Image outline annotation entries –
-- Start --

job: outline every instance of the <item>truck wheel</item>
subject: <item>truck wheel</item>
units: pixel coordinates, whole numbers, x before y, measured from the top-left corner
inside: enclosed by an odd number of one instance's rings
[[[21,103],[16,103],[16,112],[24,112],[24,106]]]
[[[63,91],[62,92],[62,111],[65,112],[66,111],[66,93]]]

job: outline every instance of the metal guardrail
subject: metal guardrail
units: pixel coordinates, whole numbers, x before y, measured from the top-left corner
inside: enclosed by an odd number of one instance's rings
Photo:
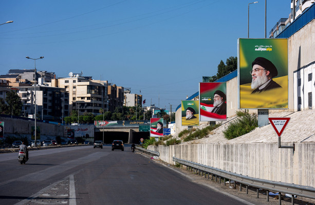
[[[175,157],[173,157],[173,160],[185,165],[188,168],[191,167],[199,170],[199,171],[201,171],[208,173],[208,177],[209,174],[211,173],[214,174],[215,176],[219,176],[226,179],[233,180],[235,182],[239,182],[241,187],[242,184],[245,184],[254,188],[263,189],[267,190],[268,192],[269,191],[279,192],[280,195],[282,193],[291,194],[292,196],[297,195],[305,198],[315,199],[315,188],[312,187],[251,177],[184,159],[179,159]],[[240,188],[240,189],[241,188]],[[269,197],[269,195],[268,196]],[[292,201],[293,198],[293,197],[292,198]]]
[[[156,155],[156,156],[160,156],[160,153],[158,152],[155,152],[155,151],[154,151],[148,150],[146,149],[140,148],[139,147],[136,147],[136,149],[138,149],[138,150],[139,150],[140,151],[141,151],[141,152],[146,152],[147,153],[150,153],[150,154],[153,154],[154,155]]]

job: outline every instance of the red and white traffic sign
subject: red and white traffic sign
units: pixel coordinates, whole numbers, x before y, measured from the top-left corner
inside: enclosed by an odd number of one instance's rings
[[[269,117],[268,119],[270,124],[273,127],[273,129],[276,132],[278,136],[280,137],[284,129],[290,121],[290,117]]]

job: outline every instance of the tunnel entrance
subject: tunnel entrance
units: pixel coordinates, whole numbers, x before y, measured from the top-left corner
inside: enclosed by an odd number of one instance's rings
[[[149,132],[133,132],[132,137],[131,138],[129,143],[139,144],[140,139],[149,139],[150,133]],[[94,133],[94,141],[102,140],[103,132],[96,132]],[[106,144],[110,144],[115,140],[122,140],[124,143],[128,143],[129,140],[129,132],[104,132],[104,142]]]

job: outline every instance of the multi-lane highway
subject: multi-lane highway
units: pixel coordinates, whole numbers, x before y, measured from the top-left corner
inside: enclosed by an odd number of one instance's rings
[[[129,147],[73,147],[0,154],[2,204],[241,204]]]

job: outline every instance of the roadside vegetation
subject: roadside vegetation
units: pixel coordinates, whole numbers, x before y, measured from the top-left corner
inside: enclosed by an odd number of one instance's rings
[[[257,115],[246,112],[236,111],[239,118],[231,122],[227,129],[223,131],[225,137],[231,139],[247,134],[258,127]]]
[[[189,141],[195,139],[201,139],[207,136],[212,130],[220,127],[220,124],[210,125],[201,129],[192,129],[191,131],[185,130],[181,132],[179,134],[182,132],[181,137],[185,134],[187,135],[186,137],[183,137],[183,141]],[[179,134],[178,136],[179,136]]]

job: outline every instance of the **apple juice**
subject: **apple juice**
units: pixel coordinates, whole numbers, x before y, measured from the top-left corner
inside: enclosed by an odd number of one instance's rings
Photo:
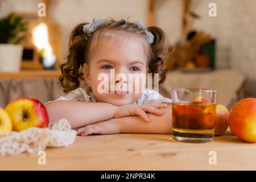
[[[202,102],[174,104],[172,134],[176,138],[203,139],[214,136],[216,105]]]

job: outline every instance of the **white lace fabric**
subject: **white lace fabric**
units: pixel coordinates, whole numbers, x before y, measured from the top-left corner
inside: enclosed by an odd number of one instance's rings
[[[23,152],[34,154],[47,147],[65,147],[72,144],[76,131],[71,129],[69,122],[63,118],[51,123],[48,127],[31,127],[20,132],[0,133],[0,156]]]

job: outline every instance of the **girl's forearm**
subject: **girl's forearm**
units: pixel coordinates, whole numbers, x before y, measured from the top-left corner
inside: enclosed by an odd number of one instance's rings
[[[171,106],[160,109],[164,111],[161,116],[148,113],[150,122],[146,123],[138,116],[113,118],[122,133],[171,134],[172,132]]]
[[[66,118],[72,129],[110,119],[114,115],[114,106],[104,102],[56,101],[45,105],[49,122]]]

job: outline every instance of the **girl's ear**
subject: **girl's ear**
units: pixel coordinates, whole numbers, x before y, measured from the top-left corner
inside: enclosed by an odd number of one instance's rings
[[[84,72],[84,79],[85,80],[85,81],[86,82],[87,86],[90,87],[91,84],[90,84],[90,74],[89,73],[89,67],[86,63],[84,63],[83,65],[82,72]]]

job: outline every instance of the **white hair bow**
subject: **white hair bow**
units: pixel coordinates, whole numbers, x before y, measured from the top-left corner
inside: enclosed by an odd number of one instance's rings
[[[95,31],[97,28],[104,22],[104,20],[100,18],[93,18],[93,23],[90,24],[85,24],[82,26],[82,31],[85,33],[90,33]],[[144,24],[140,21],[137,21],[135,24],[141,28],[144,29],[145,31],[147,42],[150,44],[154,42],[154,35],[147,30]]]

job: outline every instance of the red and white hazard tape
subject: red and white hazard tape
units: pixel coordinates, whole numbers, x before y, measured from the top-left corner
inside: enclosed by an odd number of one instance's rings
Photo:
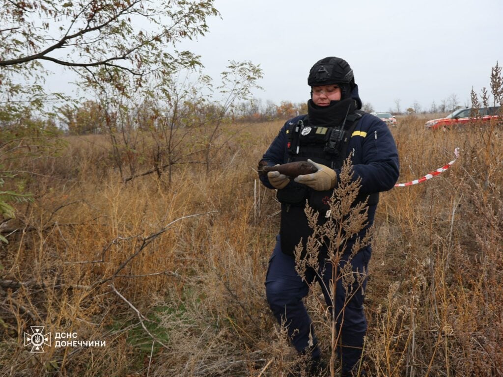
[[[412,184],[417,184],[417,183],[420,183],[422,182],[424,182],[426,180],[433,178],[435,175],[438,175],[440,173],[443,173],[447,170],[451,165],[452,165],[456,160],[458,159],[458,157],[459,157],[459,148],[456,148],[454,149],[454,155],[456,156],[456,158],[451,161],[450,162],[448,163],[447,165],[444,165],[442,167],[439,167],[438,169],[436,170],[435,171],[431,171],[428,173],[427,174],[425,175],[418,179],[414,179],[414,180],[411,180],[410,182],[406,182],[404,183],[396,183],[395,185],[395,187],[405,187],[405,186],[411,186]]]

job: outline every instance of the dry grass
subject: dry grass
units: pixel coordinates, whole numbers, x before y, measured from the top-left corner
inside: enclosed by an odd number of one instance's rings
[[[460,156],[439,176],[381,195],[367,366],[376,376],[500,375],[501,130],[432,133],[424,123],[404,118],[392,130],[400,181],[451,160],[456,147]],[[281,125],[250,126],[209,173],[180,165],[171,184],[153,175],[124,184],[97,136],[26,166],[45,176],[27,181],[35,202],[4,224],[17,230],[0,245],[0,374],[276,377],[291,368],[264,286],[279,205],[254,171]],[[306,301],[325,322],[319,294]],[[23,333],[40,325],[106,346],[53,343],[32,354]],[[329,328],[317,327],[329,354]]]

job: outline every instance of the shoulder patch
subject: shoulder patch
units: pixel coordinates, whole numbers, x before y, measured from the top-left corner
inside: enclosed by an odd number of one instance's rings
[[[365,137],[367,136],[367,133],[364,131],[355,131],[351,135],[351,137],[353,136],[361,136],[362,137]]]

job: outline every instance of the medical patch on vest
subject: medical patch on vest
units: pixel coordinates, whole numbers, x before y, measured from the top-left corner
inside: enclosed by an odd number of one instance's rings
[[[301,134],[303,136],[305,136],[306,135],[309,135],[309,132],[311,132],[311,127],[304,127],[302,129],[302,130],[300,132]]]

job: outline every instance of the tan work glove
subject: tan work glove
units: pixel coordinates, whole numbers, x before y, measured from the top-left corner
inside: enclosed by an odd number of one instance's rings
[[[311,160],[308,160],[307,162],[314,165],[317,168],[318,171],[315,173],[299,175],[294,180],[309,186],[317,191],[329,190],[336,186],[337,173],[333,169]]]
[[[279,164],[276,164],[275,166],[278,166]],[[290,178],[284,174],[280,174],[279,171],[269,171],[267,173],[267,178],[273,187],[279,190],[284,189],[285,186],[290,182]]]

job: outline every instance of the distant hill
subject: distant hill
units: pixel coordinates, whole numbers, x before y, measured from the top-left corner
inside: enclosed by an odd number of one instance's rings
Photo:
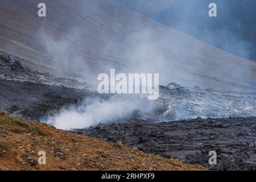
[[[46,18],[37,15],[42,2]],[[2,0],[0,19],[0,51],[36,69],[94,81],[114,68],[159,73],[162,84],[255,88],[256,63],[112,1]]]
[[[255,0],[113,0],[233,54],[256,61]],[[208,16],[210,3],[217,16]]]

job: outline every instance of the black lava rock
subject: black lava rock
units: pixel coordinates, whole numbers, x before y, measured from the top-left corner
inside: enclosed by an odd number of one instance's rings
[[[6,53],[0,53],[0,60],[6,63],[11,63],[11,57],[9,55]]]
[[[24,72],[24,67],[19,61],[15,61],[11,65],[11,69],[19,72]]]

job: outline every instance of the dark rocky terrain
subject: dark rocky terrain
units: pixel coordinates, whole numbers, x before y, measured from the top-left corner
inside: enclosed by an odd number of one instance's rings
[[[256,117],[192,120],[155,124],[137,117],[74,132],[105,141],[122,141],[146,152],[176,158],[214,170],[256,170]],[[217,164],[210,166],[215,151]]]

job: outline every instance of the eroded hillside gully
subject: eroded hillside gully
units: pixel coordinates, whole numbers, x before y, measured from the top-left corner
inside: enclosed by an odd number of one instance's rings
[[[0,109],[13,116],[41,122],[53,118],[51,124],[55,125],[58,116],[71,110],[82,117],[89,109],[113,106],[117,100],[127,111],[117,114],[119,110],[113,107],[102,115],[99,110],[93,113],[100,115],[100,119],[90,115],[93,123],[84,125],[88,119],[84,118],[79,129],[66,129],[209,169],[256,169],[255,92],[187,88],[170,83],[159,87],[154,106],[146,109],[148,102],[144,99],[132,105],[127,96],[100,94],[94,85],[26,68],[5,52],[0,56]],[[88,101],[96,98],[97,104]],[[217,165],[209,164],[211,151],[217,153]]]

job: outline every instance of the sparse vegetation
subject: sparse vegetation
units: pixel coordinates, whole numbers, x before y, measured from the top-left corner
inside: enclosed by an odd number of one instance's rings
[[[14,133],[34,133],[39,136],[46,134],[38,127],[28,125],[22,119],[11,117],[4,112],[0,112],[0,129]]]
[[[5,151],[9,148],[9,144],[5,142],[0,141],[0,155],[5,153]]]

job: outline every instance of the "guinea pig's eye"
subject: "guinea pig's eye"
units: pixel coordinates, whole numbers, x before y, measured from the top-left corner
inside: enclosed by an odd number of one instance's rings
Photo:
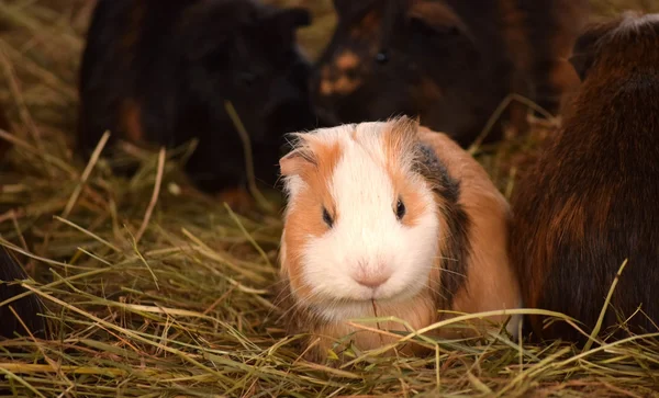
[[[334,220],[332,219],[330,212],[327,212],[325,207],[323,207],[323,221],[325,221],[325,224],[327,224],[327,227],[330,228],[332,228],[332,226],[334,225]]]
[[[376,61],[380,65],[387,64],[389,60],[389,56],[387,55],[387,50],[382,49],[380,53],[376,54]]]
[[[405,216],[405,204],[402,200],[399,200],[395,204],[395,216],[398,219],[401,219]]]

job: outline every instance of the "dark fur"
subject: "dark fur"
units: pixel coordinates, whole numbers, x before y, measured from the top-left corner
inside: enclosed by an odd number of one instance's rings
[[[462,288],[467,288],[468,261],[471,252],[469,230],[471,219],[459,204],[460,183],[449,173],[437,155],[425,145],[417,147],[416,171],[421,173],[433,186],[433,192],[443,203],[442,213],[446,217],[448,231],[447,245],[443,248],[442,255],[442,286],[437,297],[439,308],[450,308],[454,296]]]
[[[25,274],[25,271],[23,271],[23,268],[4,248],[0,248],[0,303],[27,292],[25,288],[15,284],[16,280],[24,280],[26,277],[27,275]],[[0,307],[0,338],[12,339],[15,334],[30,336],[19,319],[16,319],[14,314],[10,310],[10,306],[25,323],[30,333],[36,338],[45,338],[45,333],[47,332],[46,320],[38,315],[45,314],[44,306],[34,294],[30,294]]]
[[[314,72],[315,102],[343,123],[418,115],[422,124],[447,133],[466,147],[513,91],[556,111],[563,89],[552,80],[556,69],[567,67],[573,73],[566,61],[568,54],[562,52],[566,46],[557,43],[567,42],[568,49],[571,47],[574,29],[585,16],[580,8],[584,3],[587,0],[335,0],[338,26]],[[420,4],[435,4],[445,12],[413,14],[411,10]],[[369,35],[354,36],[356,31],[367,31],[367,25],[371,26]],[[336,60],[345,50],[357,54],[359,66],[342,72]],[[384,65],[376,60],[381,50],[389,58]],[[342,75],[361,86],[348,93],[322,92],[323,80]],[[485,143],[499,139],[502,126],[495,124]]]
[[[465,3],[449,1],[456,7]],[[579,86],[568,58],[588,22],[589,1],[498,0],[496,3],[507,54],[515,68],[513,90],[551,114],[559,114],[563,95]]]
[[[228,100],[250,135],[257,180],[273,185],[282,135],[319,125],[295,47],[309,23],[303,9],[252,0],[100,0],[80,68],[80,148],[89,155],[105,129],[169,147],[197,137],[192,180],[234,189],[246,177]],[[125,122],[126,101],[138,122]],[[139,126],[132,137],[129,125]]]
[[[417,128],[417,125],[412,120],[402,117],[396,121],[399,126],[407,126]],[[403,127],[403,128],[405,128]],[[433,187],[433,192],[442,202],[442,216],[446,217],[448,226],[447,245],[442,247],[442,272],[440,286],[438,289],[433,289],[437,308],[450,308],[453,306],[455,295],[462,288],[467,287],[467,271],[468,261],[471,252],[471,243],[469,241],[469,230],[471,220],[462,206],[460,200],[460,183],[455,180],[449,173],[442,160],[435,151],[422,144],[417,143],[415,151],[413,171],[423,175]],[[303,151],[295,152],[297,156],[304,156]],[[317,329],[323,320],[314,317],[312,312],[295,302],[291,295],[291,287],[288,280],[281,280],[275,287],[275,304],[284,309],[284,319],[279,319],[288,334],[297,334],[302,330]],[[303,344],[311,343],[315,337],[308,337]],[[306,353],[306,359],[317,361],[317,352],[311,350]]]
[[[572,62],[582,87],[511,200],[511,260],[525,306],[571,316],[589,333],[625,259],[603,334],[638,307],[649,319],[634,315],[630,332],[656,332],[659,321],[659,23],[622,23],[579,38]],[[541,317],[528,320],[538,338],[584,341],[565,322],[543,329]]]

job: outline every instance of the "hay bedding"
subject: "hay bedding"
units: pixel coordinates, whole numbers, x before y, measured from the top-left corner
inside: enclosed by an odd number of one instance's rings
[[[13,122],[2,139],[14,144],[0,168],[0,242],[34,277],[24,285],[46,303],[56,331],[49,341],[0,342],[0,394],[657,395],[651,337],[579,352],[492,334],[480,345],[431,342],[436,355],[425,359],[355,352],[340,367],[300,360],[271,304],[279,214],[239,216],[186,187],[178,164],[187,148],[130,152],[142,164],[130,181],[103,157],[85,164],[71,152],[89,4],[0,2],[0,100]],[[309,43],[323,36],[305,34]],[[502,190],[518,147],[480,157]]]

-- End --

Direction – Lay out everything in the listing from its first line down to the line containing "[[[63,91],[62,92],[62,111],[65,112],[66,111],[66,93]]]", both included, as a Markdown table with the columns Row and Line. Leave out any blank lines.

Reply to the task –
| Row | Line |
|---|---|
| 1 | job: outline every instance of the <item>truck wheel</item> |
| 2 | subject: <item>truck wheel</item> |
| 3 | units: pixel coordinates, whole numbers, x before y, measured from the top-left corner |
| 4 | inside: enclosed by an odd number of one instance's rings |
| 5 | [[[21,103],[16,103],[16,112],[24,112],[24,106]]] |
| 6 | [[[63,91],[62,92],[62,111],[65,112],[66,111],[66,93]]] |